-- AIM OF THE TASK --
Reproduce every line of the material below verbatim, with nothing changed or left out.

-- TASK MATERIAL --

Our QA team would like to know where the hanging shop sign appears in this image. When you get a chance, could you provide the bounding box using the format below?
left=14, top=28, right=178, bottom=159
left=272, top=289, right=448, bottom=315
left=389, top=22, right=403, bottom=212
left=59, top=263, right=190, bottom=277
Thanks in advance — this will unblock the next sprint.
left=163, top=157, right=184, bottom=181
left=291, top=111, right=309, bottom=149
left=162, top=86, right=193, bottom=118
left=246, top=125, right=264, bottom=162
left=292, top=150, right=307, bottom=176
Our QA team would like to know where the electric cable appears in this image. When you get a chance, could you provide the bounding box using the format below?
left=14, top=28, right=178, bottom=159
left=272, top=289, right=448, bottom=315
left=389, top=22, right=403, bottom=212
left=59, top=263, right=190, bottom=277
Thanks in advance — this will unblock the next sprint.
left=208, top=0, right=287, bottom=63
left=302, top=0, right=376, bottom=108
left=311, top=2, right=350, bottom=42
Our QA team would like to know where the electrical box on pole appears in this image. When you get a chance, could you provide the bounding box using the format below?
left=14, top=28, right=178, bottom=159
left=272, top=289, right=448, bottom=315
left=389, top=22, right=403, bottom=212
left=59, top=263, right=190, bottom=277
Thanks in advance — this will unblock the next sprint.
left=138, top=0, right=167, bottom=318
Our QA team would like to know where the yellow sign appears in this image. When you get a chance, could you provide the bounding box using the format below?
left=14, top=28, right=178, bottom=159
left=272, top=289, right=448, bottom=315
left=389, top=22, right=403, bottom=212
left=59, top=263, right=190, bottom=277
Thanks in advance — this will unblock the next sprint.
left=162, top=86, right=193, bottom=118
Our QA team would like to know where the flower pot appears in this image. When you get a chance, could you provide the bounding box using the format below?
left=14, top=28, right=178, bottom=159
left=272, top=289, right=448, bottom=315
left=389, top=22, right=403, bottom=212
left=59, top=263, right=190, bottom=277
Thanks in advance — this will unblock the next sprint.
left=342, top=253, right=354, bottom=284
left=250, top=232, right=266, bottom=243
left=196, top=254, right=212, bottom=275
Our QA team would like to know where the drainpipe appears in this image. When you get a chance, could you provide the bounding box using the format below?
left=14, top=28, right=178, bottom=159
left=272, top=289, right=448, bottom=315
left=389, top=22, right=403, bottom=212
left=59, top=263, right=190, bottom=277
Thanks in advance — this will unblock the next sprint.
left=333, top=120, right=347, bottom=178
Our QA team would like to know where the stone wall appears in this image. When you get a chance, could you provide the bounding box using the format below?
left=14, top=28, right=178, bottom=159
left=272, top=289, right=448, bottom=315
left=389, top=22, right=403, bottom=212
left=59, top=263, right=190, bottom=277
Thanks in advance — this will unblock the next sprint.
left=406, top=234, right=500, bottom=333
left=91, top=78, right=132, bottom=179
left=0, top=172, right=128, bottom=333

-- ANSWER IN FULL --
Our QA team would like to know where the hanging shop sign appears in this image. When you get a chance, could you provide the bounding box using the format below?
left=14, top=28, right=178, bottom=159
left=272, top=289, right=448, bottom=315
left=389, top=22, right=403, bottom=212
left=59, top=263, right=190, bottom=277
Thanks in advance — this will unblock the next sprint.
left=163, top=157, right=184, bottom=181
left=291, top=111, right=309, bottom=149
left=162, top=86, right=193, bottom=118
left=246, top=125, right=264, bottom=162
left=292, top=150, right=307, bottom=176
Our QA team would like to know where the electric cable appears in this image. When you get a chance, could you provide the bounding box using the format below?
left=14, top=28, right=178, bottom=159
left=272, top=289, right=448, bottom=315
left=389, top=22, right=403, bottom=212
left=59, top=263, right=190, bottom=277
Thanks in advance — this will unblock the next sprint.
left=208, top=0, right=287, bottom=63
left=302, top=0, right=376, bottom=108
left=311, top=2, right=350, bottom=42
Our QA team would like to know where the electrical box on pole appears in this image. When you get a chance, could you provide the bounding box using the format below?
left=14, top=28, right=178, bottom=159
left=272, top=289, right=448, bottom=315
left=389, top=22, right=403, bottom=212
left=59, top=263, right=190, bottom=277
Thanks in advance — this will unblock the next sprint.
left=138, top=0, right=167, bottom=318
Our QA team would like to know where the yellow sign appears in this image. When you get a chance, could you provide the bounding box using the format below?
left=14, top=28, right=178, bottom=159
left=272, top=289, right=448, bottom=315
left=389, top=22, right=403, bottom=212
left=59, top=263, right=190, bottom=277
Thanks in advance — this will unblock the next sprint.
left=162, top=86, right=193, bottom=118
Our QA team would like to know where the flower pot appears in this image. When you get a chance, could you provide the bounding box using the format below?
left=14, top=28, right=178, bottom=159
left=272, top=289, right=448, bottom=315
left=389, top=22, right=403, bottom=212
left=59, top=263, right=190, bottom=277
Thanks in advance — this will unblock the next sprint.
left=342, top=253, right=354, bottom=284
left=250, top=232, right=266, bottom=243
left=196, top=254, right=212, bottom=275
Our QA team would like to know where the drainpipe appears in this image. When you get a chance, could you provide the bounding box using the format below?
left=14, top=28, right=178, bottom=159
left=272, top=289, right=448, bottom=315
left=389, top=22, right=403, bottom=212
left=59, top=263, right=190, bottom=277
Thanks in advance — this will unblock the next sprint.
left=333, top=120, right=347, bottom=178
Our QA team would like to know where the stone wall appears in this image. When you get a chance, could you provide the bounding box using the format below?
left=14, top=28, right=178, bottom=159
left=272, top=289, right=448, bottom=315
left=389, top=22, right=403, bottom=212
left=59, top=263, right=190, bottom=277
Thanks in advance — this will unblock the next sprint.
left=406, top=234, right=500, bottom=333
left=91, top=78, right=132, bottom=179
left=0, top=172, right=128, bottom=333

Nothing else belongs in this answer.